→ **CHALLENGE**:
Render the data as a Markdown table with the columns "Row" and "Entry", starting at the beginning of the data and ending at the line that contains "<point>548,180</point>", with one numbered row per line and no rows for blank lines. Leave the pictures out of the table.

→ **MATERIAL PROVIDED**:
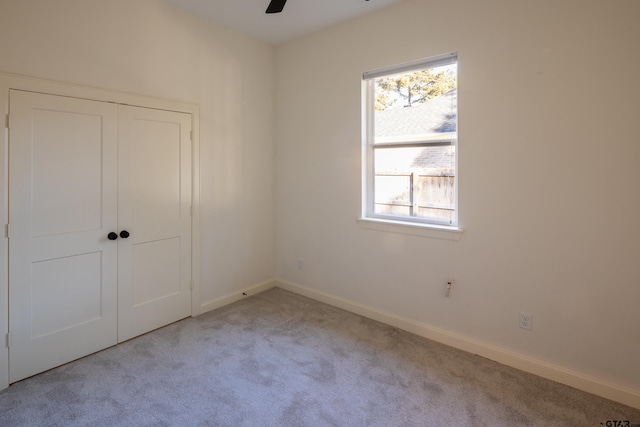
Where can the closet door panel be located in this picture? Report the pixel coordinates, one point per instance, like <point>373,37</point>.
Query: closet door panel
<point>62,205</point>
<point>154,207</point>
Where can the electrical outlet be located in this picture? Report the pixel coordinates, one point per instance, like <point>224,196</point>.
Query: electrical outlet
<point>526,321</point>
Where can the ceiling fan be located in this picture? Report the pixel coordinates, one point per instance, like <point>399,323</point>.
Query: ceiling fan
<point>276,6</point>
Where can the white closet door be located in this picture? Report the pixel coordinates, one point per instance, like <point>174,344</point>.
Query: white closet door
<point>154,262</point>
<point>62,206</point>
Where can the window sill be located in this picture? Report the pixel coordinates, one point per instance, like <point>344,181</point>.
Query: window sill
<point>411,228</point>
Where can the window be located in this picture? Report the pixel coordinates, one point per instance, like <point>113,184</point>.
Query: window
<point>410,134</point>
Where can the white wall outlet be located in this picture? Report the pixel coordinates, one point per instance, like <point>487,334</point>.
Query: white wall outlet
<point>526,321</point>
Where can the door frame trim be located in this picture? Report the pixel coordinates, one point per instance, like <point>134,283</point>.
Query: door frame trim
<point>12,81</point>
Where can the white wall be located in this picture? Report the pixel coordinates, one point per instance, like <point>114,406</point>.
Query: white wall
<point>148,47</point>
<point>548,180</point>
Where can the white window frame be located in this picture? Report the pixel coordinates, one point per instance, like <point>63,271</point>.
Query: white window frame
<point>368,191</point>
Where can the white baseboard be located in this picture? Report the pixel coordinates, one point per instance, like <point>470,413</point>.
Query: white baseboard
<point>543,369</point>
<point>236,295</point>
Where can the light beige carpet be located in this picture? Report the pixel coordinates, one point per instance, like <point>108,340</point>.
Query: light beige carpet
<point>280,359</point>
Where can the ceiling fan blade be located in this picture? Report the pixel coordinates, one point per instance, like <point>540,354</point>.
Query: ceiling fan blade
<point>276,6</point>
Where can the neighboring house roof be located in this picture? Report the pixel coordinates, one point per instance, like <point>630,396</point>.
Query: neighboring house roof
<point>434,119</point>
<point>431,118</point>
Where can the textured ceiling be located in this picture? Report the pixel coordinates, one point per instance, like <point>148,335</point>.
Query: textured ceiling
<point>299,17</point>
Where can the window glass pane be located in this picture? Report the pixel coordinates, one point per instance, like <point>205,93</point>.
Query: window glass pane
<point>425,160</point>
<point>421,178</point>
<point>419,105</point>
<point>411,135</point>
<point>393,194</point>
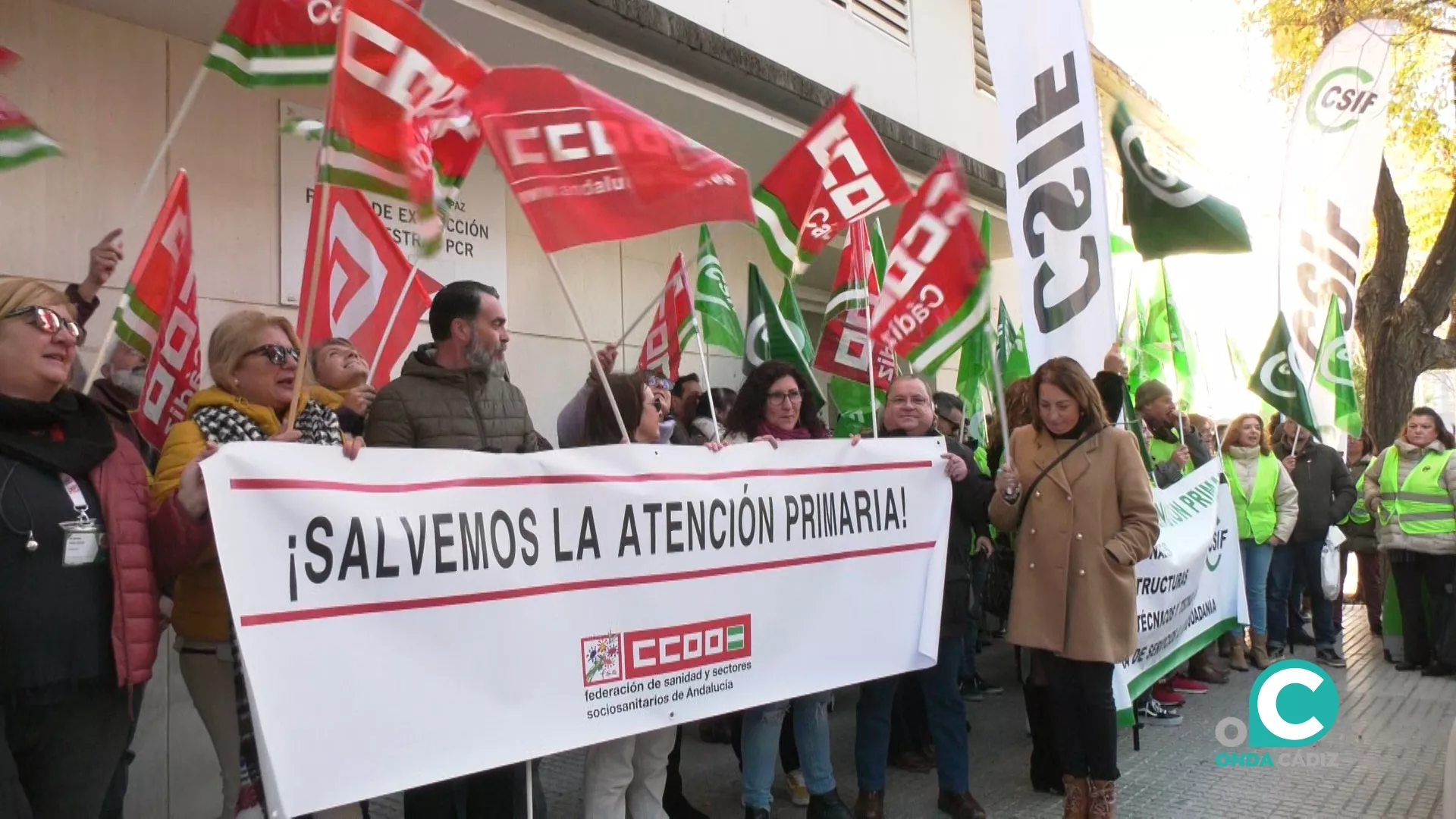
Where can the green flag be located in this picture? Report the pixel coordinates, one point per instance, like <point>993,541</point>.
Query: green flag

→ **EXPECTED ANSWER**:
| Row | Entry |
|---|---|
| 1 | Where can the closet door panel be located in this picture? Report the pixel coordinates, one point per instance, like <point>373,37</point>. |
| 2 | Query: closet door panel |
| 3 | <point>62,205</point> |
| 4 | <point>154,207</point> |
| 5 | Where can the electrical outlet be located in this picture? Report the pixel coordinates, one point per instance, like <point>224,196</point>. |
| 6 | Query: electrical outlet |
| 7 | <point>526,321</point> |
| 8 | Where can the ceiling fan be located in this picture? Report the pixel coordinates, one point per instance, like <point>399,323</point>. |
| 9 | Query: ceiling fan |
| 10 | <point>276,6</point> |
| 11 | Where can the white closet door be located in this picture? Report the pixel coordinates, one point per instance, like <point>174,344</point>. |
| 12 | Query: white closet door |
| 13 | <point>154,262</point> |
| 14 | <point>62,206</point> |
| 15 | Where can the window sill be located in this picture? Report the pixel coordinates, one point per instance, like <point>344,181</point>. |
| 16 | Query: window sill |
| 17 | <point>411,228</point> |
| 18 | Where can the window be located in this picture? Report the pixel coordinates, one point per instance, like <point>113,184</point>. |
| 19 | Query: window |
| 20 | <point>410,134</point> |
| 21 | Where can the white wall outlet be located in this picture? Report the pixel coordinates, one point per instance, like <point>487,334</point>. |
| 22 | Query: white wall outlet |
| 23 | <point>526,321</point> |
| 24 | Where can the door frame trim be located in this picture? Report the pixel coordinates, one point per instance, like <point>134,283</point>. |
| 25 | Query: door frame trim |
| 26 | <point>12,81</point> |
| 27 | Where can the white wall be located in this picture? Report the pixel coordinates, one point per instance, like <point>114,406</point>. |
| 28 | Query: white wall |
| 29 | <point>148,47</point> |
| 30 | <point>548,180</point> |